**Task details**
Word for word, print all of the lines below.

==== Dataset

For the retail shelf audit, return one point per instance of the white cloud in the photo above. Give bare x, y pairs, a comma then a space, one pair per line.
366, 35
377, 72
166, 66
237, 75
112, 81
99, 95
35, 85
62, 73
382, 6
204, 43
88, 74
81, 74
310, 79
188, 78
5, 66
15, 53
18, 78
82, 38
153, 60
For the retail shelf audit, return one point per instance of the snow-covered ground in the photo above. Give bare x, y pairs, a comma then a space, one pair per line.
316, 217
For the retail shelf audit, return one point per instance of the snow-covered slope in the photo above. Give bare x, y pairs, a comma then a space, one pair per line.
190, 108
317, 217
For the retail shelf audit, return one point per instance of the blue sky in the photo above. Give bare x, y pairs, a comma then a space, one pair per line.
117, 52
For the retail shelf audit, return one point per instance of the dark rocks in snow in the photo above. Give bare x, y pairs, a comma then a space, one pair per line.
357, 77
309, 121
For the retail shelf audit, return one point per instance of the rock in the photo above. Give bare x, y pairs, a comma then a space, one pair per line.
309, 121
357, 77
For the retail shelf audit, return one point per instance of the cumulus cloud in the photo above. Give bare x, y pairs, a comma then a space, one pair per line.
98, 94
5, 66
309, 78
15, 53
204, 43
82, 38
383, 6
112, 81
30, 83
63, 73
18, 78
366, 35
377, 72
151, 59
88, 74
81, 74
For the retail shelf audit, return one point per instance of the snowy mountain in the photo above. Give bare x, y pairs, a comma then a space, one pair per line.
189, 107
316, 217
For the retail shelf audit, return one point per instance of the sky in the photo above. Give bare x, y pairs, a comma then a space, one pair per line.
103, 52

========

**Written solution**
For the retail shelf audit, return one point per instance of the white cloud in the photo above. Give bare x, y pairs, a comma then a space, one pair per line.
366, 35
377, 72
166, 66
237, 75
112, 81
99, 95
35, 85
62, 73
382, 6
204, 43
88, 74
81, 74
310, 79
188, 78
5, 66
15, 53
18, 78
82, 38
153, 60
For the retail shelf audit, return one point per instance of the snow-covered ground in the photo above. Give bare x, y pairs, a comma then a space, one pair per line.
316, 217
For the retail shelf audit, return one point per instance of the snow-covered slope in the photo above. Give bare x, y pairs, a comma then a space, one pair per line.
190, 108
317, 217
For the retail shelf audit, return one point per instance of the blue sky in the photo above. Give bare x, y pairs, a comma then a space, one pair per line.
117, 52
For the retail shelf audit, return one point per instance of the dark rocks in snow in the photo above. Give bare x, y pairs, a comma then a space, one pair per line.
357, 77
309, 121
For the retail shelf audit, return one point per instance of the rock in the photo above. Give bare x, y pairs, a comma then a space, one pair per line.
309, 121
357, 77
For the retail shelf audit, return one point per instance of the cumulus cloud in the photo above. Give bare x, y pairs, a comma then a space, one pair per line.
98, 94
5, 66
309, 78
15, 53
204, 43
82, 38
383, 6
112, 81
30, 83
63, 73
18, 78
366, 35
377, 72
151, 59
88, 74
81, 74
For the retail shelf audit, return one point per instance of the snowy mountain in the photo above. Give bare x, y pairs, a comma then a space, one pair per line.
189, 107
316, 217
For the retail shelf audit, return one point per instance of the sky in the photo above. Give bare x, y pairs, a comma then a space, one pair per line.
103, 52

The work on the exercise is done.